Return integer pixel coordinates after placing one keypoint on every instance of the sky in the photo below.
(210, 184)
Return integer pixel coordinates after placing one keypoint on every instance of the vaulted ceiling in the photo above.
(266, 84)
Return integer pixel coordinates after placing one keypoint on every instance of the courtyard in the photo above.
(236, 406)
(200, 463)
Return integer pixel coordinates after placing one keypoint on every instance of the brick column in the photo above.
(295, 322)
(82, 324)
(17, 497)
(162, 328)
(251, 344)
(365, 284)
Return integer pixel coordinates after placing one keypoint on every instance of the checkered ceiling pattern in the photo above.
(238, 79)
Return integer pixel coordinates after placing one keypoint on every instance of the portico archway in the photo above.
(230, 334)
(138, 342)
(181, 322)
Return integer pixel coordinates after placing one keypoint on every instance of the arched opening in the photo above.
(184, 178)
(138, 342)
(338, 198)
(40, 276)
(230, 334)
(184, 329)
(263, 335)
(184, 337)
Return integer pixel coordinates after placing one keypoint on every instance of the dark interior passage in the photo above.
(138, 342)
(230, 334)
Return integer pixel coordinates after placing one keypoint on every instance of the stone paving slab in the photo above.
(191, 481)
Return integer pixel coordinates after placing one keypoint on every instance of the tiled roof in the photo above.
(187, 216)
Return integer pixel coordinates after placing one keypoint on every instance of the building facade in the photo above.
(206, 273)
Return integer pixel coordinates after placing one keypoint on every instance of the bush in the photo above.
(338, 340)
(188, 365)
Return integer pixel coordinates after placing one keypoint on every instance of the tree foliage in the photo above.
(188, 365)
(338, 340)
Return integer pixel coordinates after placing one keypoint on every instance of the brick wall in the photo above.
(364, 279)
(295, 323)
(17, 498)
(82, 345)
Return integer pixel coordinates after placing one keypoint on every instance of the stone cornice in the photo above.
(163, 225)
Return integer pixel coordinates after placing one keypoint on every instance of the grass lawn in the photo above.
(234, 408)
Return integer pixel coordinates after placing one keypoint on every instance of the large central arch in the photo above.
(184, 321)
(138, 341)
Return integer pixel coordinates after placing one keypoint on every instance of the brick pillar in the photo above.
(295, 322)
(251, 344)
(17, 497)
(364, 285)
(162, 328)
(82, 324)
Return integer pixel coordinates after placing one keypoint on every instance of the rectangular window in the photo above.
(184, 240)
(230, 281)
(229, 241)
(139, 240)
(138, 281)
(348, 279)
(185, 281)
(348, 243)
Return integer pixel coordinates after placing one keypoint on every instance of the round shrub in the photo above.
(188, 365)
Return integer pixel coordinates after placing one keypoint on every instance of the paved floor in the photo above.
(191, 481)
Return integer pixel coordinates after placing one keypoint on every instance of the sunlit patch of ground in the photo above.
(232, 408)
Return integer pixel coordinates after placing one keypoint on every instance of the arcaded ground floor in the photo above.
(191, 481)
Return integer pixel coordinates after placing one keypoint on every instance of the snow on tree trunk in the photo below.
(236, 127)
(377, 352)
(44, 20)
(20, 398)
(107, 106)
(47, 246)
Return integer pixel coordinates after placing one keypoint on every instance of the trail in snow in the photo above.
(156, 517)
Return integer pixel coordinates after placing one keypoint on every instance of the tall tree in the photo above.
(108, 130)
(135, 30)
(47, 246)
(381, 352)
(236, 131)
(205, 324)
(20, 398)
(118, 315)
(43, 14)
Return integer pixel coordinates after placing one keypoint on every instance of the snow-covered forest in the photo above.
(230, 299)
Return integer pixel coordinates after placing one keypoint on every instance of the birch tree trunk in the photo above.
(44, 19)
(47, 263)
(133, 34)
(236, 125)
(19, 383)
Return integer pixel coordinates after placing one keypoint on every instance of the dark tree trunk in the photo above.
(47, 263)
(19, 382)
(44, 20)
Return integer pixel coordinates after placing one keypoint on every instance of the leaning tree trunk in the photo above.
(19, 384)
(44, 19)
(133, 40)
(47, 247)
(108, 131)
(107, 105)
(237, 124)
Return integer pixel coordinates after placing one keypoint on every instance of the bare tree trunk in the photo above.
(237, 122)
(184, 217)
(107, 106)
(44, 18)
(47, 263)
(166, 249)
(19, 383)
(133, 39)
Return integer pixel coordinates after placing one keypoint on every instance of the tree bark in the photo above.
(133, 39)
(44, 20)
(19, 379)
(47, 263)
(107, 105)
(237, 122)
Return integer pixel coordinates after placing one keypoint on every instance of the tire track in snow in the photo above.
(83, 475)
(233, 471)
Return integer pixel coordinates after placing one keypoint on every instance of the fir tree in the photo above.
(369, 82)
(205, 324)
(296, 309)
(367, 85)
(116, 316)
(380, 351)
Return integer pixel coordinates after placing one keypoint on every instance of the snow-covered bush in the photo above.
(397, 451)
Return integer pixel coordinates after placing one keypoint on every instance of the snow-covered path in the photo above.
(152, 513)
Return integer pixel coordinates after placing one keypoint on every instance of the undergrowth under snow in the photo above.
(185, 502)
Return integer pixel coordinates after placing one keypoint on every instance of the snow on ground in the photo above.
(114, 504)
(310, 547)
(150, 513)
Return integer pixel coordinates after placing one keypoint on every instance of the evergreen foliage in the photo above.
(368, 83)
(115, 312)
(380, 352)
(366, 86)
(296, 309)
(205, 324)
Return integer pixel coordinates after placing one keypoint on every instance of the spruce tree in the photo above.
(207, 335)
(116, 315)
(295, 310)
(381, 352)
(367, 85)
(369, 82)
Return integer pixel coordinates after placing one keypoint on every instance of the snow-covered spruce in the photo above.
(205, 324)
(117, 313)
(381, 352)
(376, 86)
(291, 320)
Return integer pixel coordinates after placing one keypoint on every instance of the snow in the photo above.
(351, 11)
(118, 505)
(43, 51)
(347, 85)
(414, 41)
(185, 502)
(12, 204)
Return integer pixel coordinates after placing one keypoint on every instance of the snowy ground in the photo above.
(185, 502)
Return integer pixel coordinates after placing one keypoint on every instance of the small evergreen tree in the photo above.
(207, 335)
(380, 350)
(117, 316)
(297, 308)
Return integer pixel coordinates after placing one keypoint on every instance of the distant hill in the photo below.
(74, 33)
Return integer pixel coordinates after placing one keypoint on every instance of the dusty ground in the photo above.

* TASK OBJECTIVE *
Write out every record verbatim.

* EXERCISE SOLUTION *
Return integer pixel coordinates after placing one keypoint on every instance of the sky in the photo below.
(210, 184)
Return integer pixel coordinates after placing one keypoint on every instance of the vaulted ceiling in the photo above.
(266, 84)
Return integer pixel coordinates after placing one keypoint on every instance of the courtyard in the photo above.
(236, 406)
(200, 463)
Return integer pixel coordinates after placing one keypoint on every instance of the brick column in the photo above.
(295, 322)
(82, 324)
(17, 497)
(162, 328)
(251, 344)
(365, 284)
Return integer pixel coordinates after placing one keypoint on every instance of the checkered ceiling pattern in the photo above.
(238, 79)
Return integer pixel coordinates after placing one keypoint on every instance of the portico archway in the photo above.
(230, 334)
(138, 342)
(181, 322)
Return integer pixel coordinates after placing one keypoint on every instance of the arched opening in the photo above.
(184, 178)
(138, 342)
(338, 198)
(40, 276)
(230, 334)
(184, 329)
(263, 335)
(184, 337)
Return integer pixel coordinates after placing one keypoint on every instance of the dark interior passage in the photo above.
(138, 342)
(230, 334)
Return integer pixel coordinates after placing one keypoint on every instance of the stone paving slab in the photo above.
(191, 481)
Return integer pixel coordinates after placing one keypoint on every instance of the tiled roof in the photo above.
(187, 216)
Return integer pixel coordinates after placing one keypoint on every instance of the building facade in the photo above.
(206, 273)
Return integer pixel coordinates after placing one keypoint on every instance of the bush in the photo above.
(338, 340)
(188, 365)
Return integer pixel coordinates after placing one keypoint on every instance of the tree foliage in the photo above.
(188, 365)
(338, 340)
Return integer pixel coordinates after placing one keypoint on every instance of the brick wall in the photo above.
(364, 279)
(295, 323)
(17, 498)
(82, 345)
Return integer pixel coordinates after placing one keypoint on every instance of the stone cornice in the photo above.
(163, 225)
Return integer pixel coordinates after placing one keypoint on every instance of the grass lawn in the photo above.
(234, 408)
Return integer pixel coordinates after placing one keypoint on every instance of the large central arch in the photo above.
(184, 321)
(138, 341)
Return integer pixel coordinates after placing one keypoint on every instance of the brick pillar in the photo above.
(295, 322)
(251, 344)
(17, 497)
(364, 285)
(162, 328)
(82, 324)
Return integer pixel coordinates after placing one keypoint on every instance of the rectangular window in the photo above.
(184, 240)
(230, 281)
(229, 241)
(139, 240)
(138, 281)
(348, 279)
(185, 281)
(348, 243)
Return integer pixel coordinates after placing one keypoint on every instance of the round shrub in the photo above.
(188, 365)
Return integer pixel coordinates after placing one keypoint on every instance of the paved floor in the photo above.
(191, 481)
Return integer pixel coordinates after placing one keypoint on every instance of the sunlit patch of ground in the photo above.
(232, 408)
Return integer pixel coordinates after placing one keypoint on every instance of the arcaded ground floor in the photo above.
(191, 481)
Return integer pixel coordinates after placing one keypoint on every instance of the snow on tree trunk in the photo below.
(236, 127)
(377, 352)
(44, 20)
(20, 398)
(107, 106)
(47, 246)
Return integer pixel coordinates after placing one keypoint on every instance of the trail in snow in the photo above.
(156, 517)
Return integer pixel coordinates after placing one keypoint on every instance of the tall tree in the photo above.
(108, 130)
(135, 30)
(47, 246)
(381, 352)
(236, 131)
(205, 324)
(20, 398)
(118, 315)
(43, 14)
Return integer pixel coordinates after placing one keypoint on every instance of the snow-covered forest in the photo above.
(230, 299)
Return integer pixel coordinates after placing one keypoint on every instance of the birch tree trunk in the photo above.
(44, 19)
(47, 263)
(133, 34)
(236, 125)
(19, 383)
Return integer pixel coordinates after placing one keypoint on every instance of the dark tree trunk in the photo above.
(47, 263)
(19, 382)
(44, 20)
Return integer pixel coordinates after placing one keypoint on every instance of the leaning tree trunk in the photo above.
(19, 384)
(44, 19)
(133, 40)
(47, 247)
(108, 131)
(107, 105)
(237, 124)
Return integer pixel coordinates after placing one keypoint on every instance of the bare tree trunk in the photo above.
(237, 122)
(184, 217)
(107, 106)
(44, 18)
(47, 263)
(166, 249)
(19, 383)
(133, 39)
Return integer pixel coordinates after placing one keypoint on every instance of the tree bark in the photo above.
(133, 39)
(44, 20)
(19, 379)
(47, 263)
(107, 105)
(237, 122)
Return integer pixel coordinates after placing one keypoint on every instance of the tire track in snow in the photo above.
(83, 475)
(233, 471)
Return integer pixel coordinates after placing one keypoint on every instance of the fir tree in the photo above.
(369, 82)
(205, 324)
(296, 309)
(367, 85)
(116, 316)
(380, 351)
Return integer pixel coordinates after placing one keypoint on every instance of the snow-covered bush in the photo above.
(397, 451)
Return integer pixel coordinates after placing one keypoint on every instance of the snow-covered path in the photo above.
(152, 513)
Return integer pixel coordinates after placing one keypoint on every instance of the undergrowth under snow in the photo above.
(185, 502)
Return integer pixel coordinates after placing one keypoint on every instance of the snow on ground in the photo above.
(114, 504)
(310, 547)
(150, 513)
Return integer pixel coordinates after placing one keypoint on every instance of the evergreen foliage in the photo above.
(368, 83)
(115, 312)
(380, 352)
(366, 86)
(296, 309)
(205, 324)
Return integer pixel coordinates after placing one keypoint on every instance of the spruce tree in the photo above.
(207, 335)
(116, 315)
(295, 310)
(381, 352)
(367, 85)
(369, 82)
Return integer pixel coordinates after placing one keypoint on every instance of the snow-covered spruce in the photo above.
(205, 324)
(117, 313)
(381, 352)
(376, 86)
(291, 320)
Return integer pixel coordinates after placing one keypoint on every instance of the snow in the photo above.
(351, 11)
(118, 505)
(43, 51)
(347, 85)
(414, 41)
(185, 502)
(12, 204)
Return integer pixel coordinates after placing one keypoint on every instance of the snowy ground in the photo above.
(185, 502)
Return integer pixel coordinates after placing one keypoint on every instance of the small evergreen tree in the photo above.
(207, 335)
(380, 350)
(117, 316)
(297, 308)
Return integer pixel coordinates after placing one keypoint on every instance of the distant hill in the photo below.
(74, 33)
Return integer pixel coordinates after placing one keypoint on every instance of the dusty ground in the photo above.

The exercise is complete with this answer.